### Job
Could you reproduce, character for character, the records from the line with "Drone-based agricultural survey in progress. Pinpoint road" through the line with "[28,0,161,119]", with both of those lines included?

--- START OF Provided information ---

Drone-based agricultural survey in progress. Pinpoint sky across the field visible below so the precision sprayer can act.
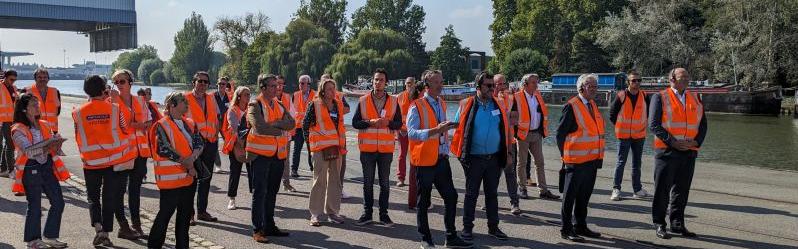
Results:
[0,0,493,67]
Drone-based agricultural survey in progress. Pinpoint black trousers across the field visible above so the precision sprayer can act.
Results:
[250,156,285,232]
[83,167,121,232]
[0,122,14,174]
[463,156,503,231]
[147,181,196,249]
[561,160,603,232]
[651,151,695,227]
[194,141,219,214]
[227,153,252,197]
[114,157,147,225]
[416,156,457,240]
[360,152,393,216]
[291,128,313,171]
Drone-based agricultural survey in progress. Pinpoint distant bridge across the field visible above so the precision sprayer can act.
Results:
[0,0,138,52]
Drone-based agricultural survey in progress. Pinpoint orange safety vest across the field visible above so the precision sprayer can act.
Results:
[514,90,549,140]
[396,91,413,131]
[72,100,138,169]
[449,96,513,157]
[357,93,397,153]
[150,117,195,190]
[277,93,298,134]
[293,89,318,128]
[28,83,61,133]
[0,83,14,123]
[222,105,245,154]
[407,97,448,167]
[112,96,152,158]
[147,100,163,121]
[11,120,70,193]
[186,92,219,143]
[246,96,288,159]
[308,98,346,154]
[562,96,604,164]
[654,89,704,151]
[615,90,648,139]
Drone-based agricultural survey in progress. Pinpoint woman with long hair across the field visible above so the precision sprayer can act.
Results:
[11,93,69,248]
[302,79,346,226]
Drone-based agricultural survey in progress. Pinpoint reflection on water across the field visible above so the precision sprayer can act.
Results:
[39,80,798,170]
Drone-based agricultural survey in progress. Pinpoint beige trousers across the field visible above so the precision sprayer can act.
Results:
[516,132,548,193]
[309,152,342,217]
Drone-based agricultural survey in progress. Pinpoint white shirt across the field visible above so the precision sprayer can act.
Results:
[524,90,541,131]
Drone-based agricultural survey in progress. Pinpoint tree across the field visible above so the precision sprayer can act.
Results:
[137,58,165,85]
[598,0,711,78]
[111,45,158,74]
[490,0,518,62]
[491,0,627,72]
[239,32,275,85]
[169,12,213,83]
[325,30,416,84]
[502,48,548,79]
[710,0,798,87]
[350,0,430,78]
[149,69,166,85]
[261,18,332,91]
[295,0,348,48]
[431,25,471,82]
[214,12,271,79]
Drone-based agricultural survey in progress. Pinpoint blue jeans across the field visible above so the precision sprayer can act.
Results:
[612,139,645,192]
[22,159,64,242]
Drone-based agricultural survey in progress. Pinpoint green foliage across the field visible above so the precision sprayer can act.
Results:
[148,69,167,85]
[111,45,158,76]
[214,12,271,79]
[502,48,549,79]
[295,0,348,47]
[491,0,627,72]
[430,25,473,82]
[169,12,218,84]
[136,58,165,85]
[238,32,275,85]
[350,0,430,78]
[325,30,416,84]
[260,18,332,92]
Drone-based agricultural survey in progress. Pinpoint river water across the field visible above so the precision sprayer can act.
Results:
[42,80,798,170]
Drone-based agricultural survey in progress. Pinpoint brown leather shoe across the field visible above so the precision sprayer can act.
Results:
[116,225,141,240]
[252,232,269,243]
[197,213,219,222]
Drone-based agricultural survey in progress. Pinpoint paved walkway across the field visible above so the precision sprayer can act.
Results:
[0,98,798,248]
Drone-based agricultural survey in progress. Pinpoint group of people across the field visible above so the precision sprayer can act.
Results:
[0,65,706,248]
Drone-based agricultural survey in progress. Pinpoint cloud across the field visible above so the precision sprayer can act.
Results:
[449,5,490,19]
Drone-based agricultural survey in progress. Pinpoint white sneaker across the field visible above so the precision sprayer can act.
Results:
[26,239,51,249]
[632,188,650,198]
[610,188,621,201]
[42,238,67,248]
[227,198,236,210]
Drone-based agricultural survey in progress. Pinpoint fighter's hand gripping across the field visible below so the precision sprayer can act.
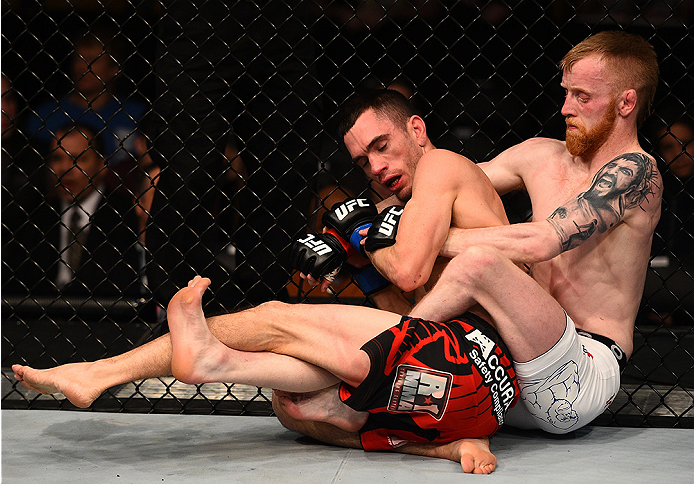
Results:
[323,198,378,257]
[364,205,405,252]
[290,234,351,280]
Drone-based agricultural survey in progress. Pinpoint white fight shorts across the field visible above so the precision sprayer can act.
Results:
[505,316,626,434]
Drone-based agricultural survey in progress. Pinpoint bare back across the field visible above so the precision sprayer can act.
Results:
[494,138,662,355]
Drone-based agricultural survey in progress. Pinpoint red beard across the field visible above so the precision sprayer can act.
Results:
[566,108,617,156]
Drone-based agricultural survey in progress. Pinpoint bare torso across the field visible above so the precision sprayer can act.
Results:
[521,139,662,355]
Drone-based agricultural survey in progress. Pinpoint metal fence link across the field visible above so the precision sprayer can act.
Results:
[0,0,694,427]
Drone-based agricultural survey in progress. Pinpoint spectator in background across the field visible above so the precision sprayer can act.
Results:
[26,28,147,189]
[3,124,140,297]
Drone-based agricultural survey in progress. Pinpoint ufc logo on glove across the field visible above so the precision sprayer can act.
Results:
[297,234,333,255]
[333,198,371,220]
[378,207,405,237]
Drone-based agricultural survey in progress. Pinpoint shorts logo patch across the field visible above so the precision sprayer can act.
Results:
[388,365,453,420]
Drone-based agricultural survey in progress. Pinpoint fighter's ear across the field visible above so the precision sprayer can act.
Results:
[617,89,638,118]
[407,114,427,146]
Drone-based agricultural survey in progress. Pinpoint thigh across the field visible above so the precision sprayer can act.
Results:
[437,249,566,362]
[253,302,401,385]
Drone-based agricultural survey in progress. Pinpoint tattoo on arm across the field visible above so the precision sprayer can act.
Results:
[547,153,660,251]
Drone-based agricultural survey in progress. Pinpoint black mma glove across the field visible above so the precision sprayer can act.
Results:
[364,205,405,252]
[289,234,351,280]
[323,198,378,257]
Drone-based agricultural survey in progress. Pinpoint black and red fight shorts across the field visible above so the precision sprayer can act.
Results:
[340,313,519,450]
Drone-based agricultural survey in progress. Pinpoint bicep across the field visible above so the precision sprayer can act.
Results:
[479,159,523,195]
[547,153,662,251]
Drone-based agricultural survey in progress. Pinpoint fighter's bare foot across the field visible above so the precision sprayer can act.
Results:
[400,437,496,474]
[12,363,105,408]
[167,276,239,384]
[275,385,369,432]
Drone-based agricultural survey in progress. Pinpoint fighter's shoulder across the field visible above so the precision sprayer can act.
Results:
[506,137,566,158]
[417,149,479,176]
[415,149,482,191]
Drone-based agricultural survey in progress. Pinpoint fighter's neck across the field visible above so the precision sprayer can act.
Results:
[576,133,643,172]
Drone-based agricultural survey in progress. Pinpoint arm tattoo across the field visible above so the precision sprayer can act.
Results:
[547,153,660,251]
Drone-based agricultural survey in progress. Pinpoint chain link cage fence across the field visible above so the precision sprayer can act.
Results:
[1,0,694,427]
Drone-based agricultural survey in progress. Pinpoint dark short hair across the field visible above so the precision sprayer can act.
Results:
[338,89,418,138]
[53,122,104,158]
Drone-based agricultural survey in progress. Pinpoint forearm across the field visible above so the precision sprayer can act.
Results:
[371,286,412,316]
[369,243,442,292]
[439,221,562,264]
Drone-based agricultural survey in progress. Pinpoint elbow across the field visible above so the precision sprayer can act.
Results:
[391,268,429,292]
[519,233,561,264]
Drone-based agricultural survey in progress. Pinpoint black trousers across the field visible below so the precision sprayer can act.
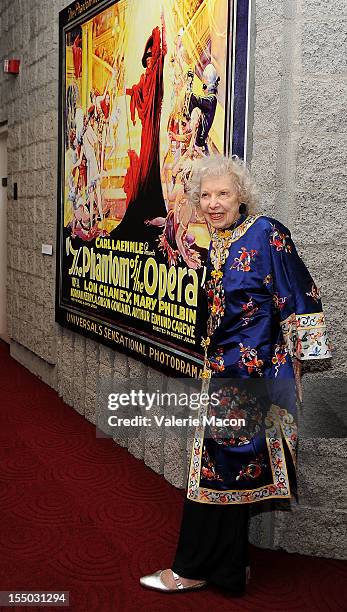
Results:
[172,498,249,594]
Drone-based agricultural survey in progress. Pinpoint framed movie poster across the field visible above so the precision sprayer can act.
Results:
[56,0,250,377]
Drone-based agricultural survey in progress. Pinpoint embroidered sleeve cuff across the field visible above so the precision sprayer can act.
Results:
[281,312,331,360]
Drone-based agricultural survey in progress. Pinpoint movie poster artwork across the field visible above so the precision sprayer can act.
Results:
[57,0,251,377]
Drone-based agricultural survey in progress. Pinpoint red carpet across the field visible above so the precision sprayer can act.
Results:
[0,343,347,612]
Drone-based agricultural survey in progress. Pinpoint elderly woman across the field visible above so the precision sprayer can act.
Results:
[141,156,331,594]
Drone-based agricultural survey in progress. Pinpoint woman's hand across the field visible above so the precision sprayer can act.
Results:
[293,358,302,404]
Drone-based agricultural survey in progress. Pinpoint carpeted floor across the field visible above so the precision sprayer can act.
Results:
[0,342,347,612]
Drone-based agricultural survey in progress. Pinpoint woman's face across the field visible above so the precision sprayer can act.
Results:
[200,175,240,229]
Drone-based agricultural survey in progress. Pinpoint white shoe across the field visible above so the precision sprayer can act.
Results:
[140,570,207,593]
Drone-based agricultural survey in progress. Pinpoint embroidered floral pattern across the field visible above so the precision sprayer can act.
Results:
[272,291,288,310]
[281,312,331,360]
[187,419,290,504]
[241,296,259,325]
[270,224,292,253]
[271,344,288,377]
[236,454,266,480]
[201,446,223,482]
[206,215,260,336]
[239,342,263,376]
[208,346,225,372]
[230,247,258,272]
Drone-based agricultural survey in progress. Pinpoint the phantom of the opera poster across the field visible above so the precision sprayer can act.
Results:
[57,0,249,377]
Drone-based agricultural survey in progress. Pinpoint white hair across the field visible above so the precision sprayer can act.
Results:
[188,154,258,214]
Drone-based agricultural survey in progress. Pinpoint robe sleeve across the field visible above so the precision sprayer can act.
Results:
[268,220,331,360]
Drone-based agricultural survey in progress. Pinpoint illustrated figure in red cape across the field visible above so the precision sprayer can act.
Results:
[123,13,167,230]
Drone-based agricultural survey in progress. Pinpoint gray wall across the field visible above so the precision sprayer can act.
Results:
[0,0,347,557]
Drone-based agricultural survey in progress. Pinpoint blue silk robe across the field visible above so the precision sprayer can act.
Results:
[187,215,331,504]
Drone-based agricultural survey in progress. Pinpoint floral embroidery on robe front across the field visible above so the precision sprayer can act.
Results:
[187,215,331,504]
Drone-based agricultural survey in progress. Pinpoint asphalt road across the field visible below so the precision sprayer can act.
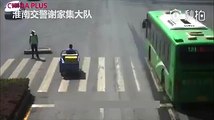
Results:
[0,0,213,120]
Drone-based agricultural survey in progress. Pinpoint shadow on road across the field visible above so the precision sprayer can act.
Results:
[176,103,214,120]
[62,70,86,80]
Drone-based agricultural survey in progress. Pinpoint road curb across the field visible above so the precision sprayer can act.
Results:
[152,0,214,5]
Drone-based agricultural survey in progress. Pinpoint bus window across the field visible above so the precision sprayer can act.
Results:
[180,45,214,64]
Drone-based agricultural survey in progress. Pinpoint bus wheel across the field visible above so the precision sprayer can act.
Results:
[148,46,151,62]
[160,69,165,90]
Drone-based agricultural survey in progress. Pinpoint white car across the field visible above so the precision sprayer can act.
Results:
[4,1,23,19]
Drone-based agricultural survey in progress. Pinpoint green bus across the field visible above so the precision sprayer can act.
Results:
[142,11,214,104]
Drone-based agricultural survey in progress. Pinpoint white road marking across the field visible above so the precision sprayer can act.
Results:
[131,60,141,92]
[31,104,55,108]
[145,58,163,92]
[37,57,59,92]
[9,58,30,78]
[178,113,189,120]
[168,108,178,120]
[0,59,14,76]
[100,108,104,120]
[58,79,70,92]
[115,57,125,92]
[78,57,91,92]
[27,61,42,86]
[97,57,105,92]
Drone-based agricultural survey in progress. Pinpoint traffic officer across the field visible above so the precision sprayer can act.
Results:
[29,30,40,59]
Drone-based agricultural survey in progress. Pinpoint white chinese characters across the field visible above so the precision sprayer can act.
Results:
[13,10,92,19]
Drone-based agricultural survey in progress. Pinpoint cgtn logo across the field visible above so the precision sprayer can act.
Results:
[6,1,48,9]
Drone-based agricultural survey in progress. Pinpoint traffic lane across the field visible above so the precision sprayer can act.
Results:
[113,1,213,119]
[1,1,103,64]
[28,0,161,119]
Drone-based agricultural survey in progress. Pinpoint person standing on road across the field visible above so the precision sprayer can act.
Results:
[66,44,76,54]
[29,30,40,59]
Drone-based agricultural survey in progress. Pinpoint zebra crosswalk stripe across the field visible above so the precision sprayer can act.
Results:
[131,59,140,92]
[58,79,70,92]
[37,57,59,92]
[9,58,30,78]
[115,57,125,92]
[27,61,42,86]
[0,59,14,76]
[78,57,91,92]
[97,57,105,92]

--- END OF Provided information ---

### Answer below
Drone-based agricultural survey in progress. Pinpoint road curb across the field visible above so the precision sprayer can act.
Results:
[152,0,214,5]
Drone-based agricultural survey in progress. Pinpoint bus window across the field visible above so the precision sprayer can act.
Results:
[180,45,214,64]
Drone-based agricultural survey in progress. Pinpoint bus wheel across the field visible above so the precision sprayer can act.
Results:
[148,46,151,62]
[160,69,165,90]
Drone-based agricultural survey in progress. Pinpoint white car across the field visible above so the precision sprayer can act.
Results:
[4,1,23,19]
Drone-based agricultural survey in progress. Pinpoint green bus across the field visible above so the precision sprayer can act.
Results:
[142,11,214,104]
Drone-based agricultural survey in progress. Pinpoint white road marking across the field visible above so the precision sprayer can act.
Results:
[131,60,141,92]
[31,104,55,108]
[145,58,163,92]
[37,57,59,92]
[9,58,30,78]
[178,113,189,120]
[168,108,178,120]
[0,59,14,76]
[100,108,104,120]
[58,79,70,92]
[115,57,125,92]
[78,57,91,92]
[27,61,42,86]
[97,57,105,92]
Drone-based agricultural survey in progress. Pinpoint traffic officer across the field visible above so the precision sprayer can act.
Results:
[29,30,40,59]
Drone-based agricultural survey in progress. Pinpoint white chinese characters across the field visible above so the precision sprayer can act.
Results:
[13,10,92,19]
Drone-based agricultural survey in progress. Pinpoint cgtn logo across the field visible above so the precision sprayer can act.
Results:
[6,1,48,9]
Drone-based agricultural survey in progress. Pinpoint traffic lane across the field visible above so the precision sprayer can act.
Results:
[113,1,213,119]
[1,1,103,64]
[28,0,161,119]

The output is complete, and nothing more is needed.